What you have to do.
Please convert the records below into a numbered list with no blank lines, covering every record and leaving the pictures out.

Excerpts from location labeling data:
>>>

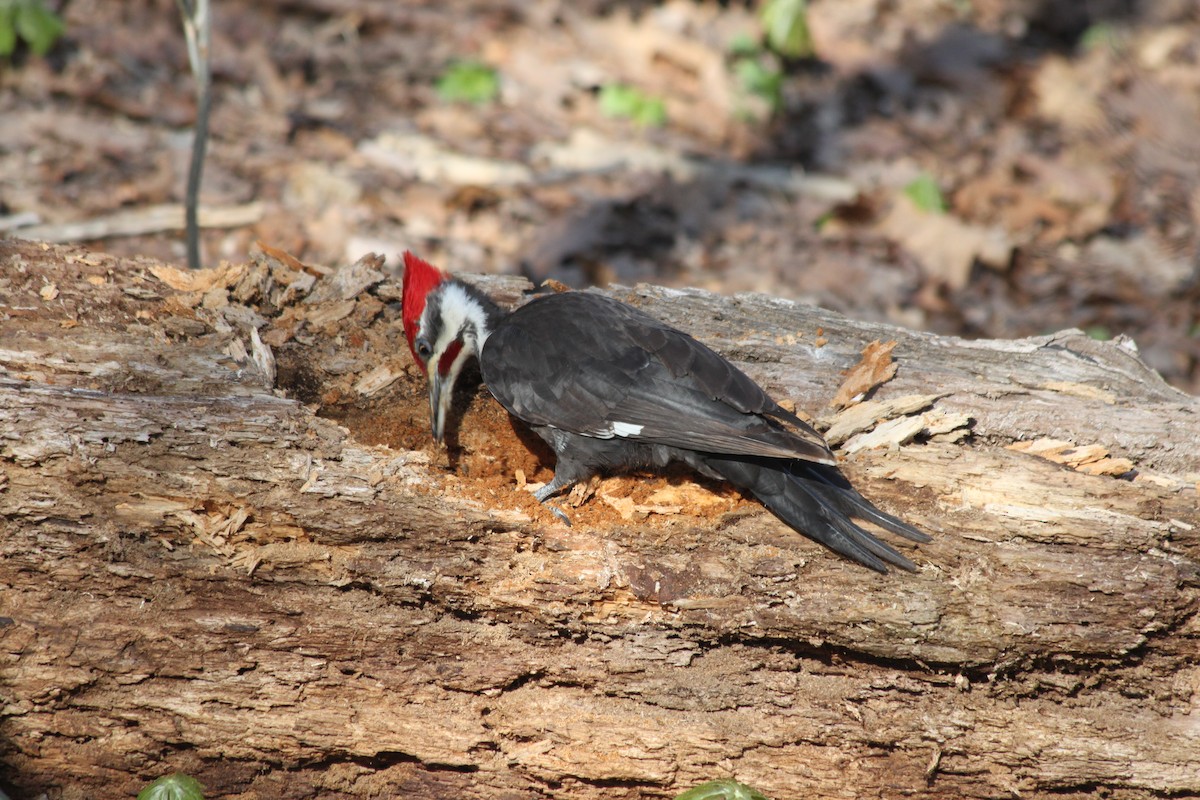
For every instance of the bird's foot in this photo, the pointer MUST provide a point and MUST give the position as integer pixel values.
(558, 512)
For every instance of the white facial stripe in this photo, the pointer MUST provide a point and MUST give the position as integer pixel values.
(460, 314)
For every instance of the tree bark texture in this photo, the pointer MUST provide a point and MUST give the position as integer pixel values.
(265, 576)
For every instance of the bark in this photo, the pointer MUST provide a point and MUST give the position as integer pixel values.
(203, 571)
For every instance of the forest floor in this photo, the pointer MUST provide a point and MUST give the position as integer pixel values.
(1061, 143)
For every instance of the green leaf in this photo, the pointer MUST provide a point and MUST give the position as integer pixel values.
(37, 25)
(761, 80)
(173, 787)
(1099, 35)
(7, 29)
(925, 194)
(786, 24)
(622, 101)
(468, 82)
(744, 44)
(721, 791)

<<<

Solution to this task.
1. For every instance of the bird's foot in this photo, the pointer MUST provide a point and MUST give the position as integer pixel values.
2. (558, 512)
3. For every instance of the white facial stripe in this photo, the pointer MUST provide a point and MUST give the position as integer pixel values.
4. (460, 314)
5. For every instance of the tree bark texture in this photo, the pointer MUST provide a point and MUST give the position as integer pixel values.
6. (265, 576)
7. For every instance of the bark in this photo, the pointer MUST provide a point and MUST give the position as integer pixel values.
8. (203, 571)
9. For every instance of the forest floor in this photo, the pointer MUST provide a point and MUST give the position as integer pixel values.
10. (1061, 143)
11. For every instance of the green leaf in this photo, the pointer MUST provide a point and MUST give the position as integer pixel values.
12. (37, 25)
13. (761, 80)
14. (173, 787)
15. (1099, 35)
16. (7, 29)
17. (925, 194)
18. (786, 24)
19. (622, 101)
20. (468, 82)
21. (744, 44)
22. (721, 791)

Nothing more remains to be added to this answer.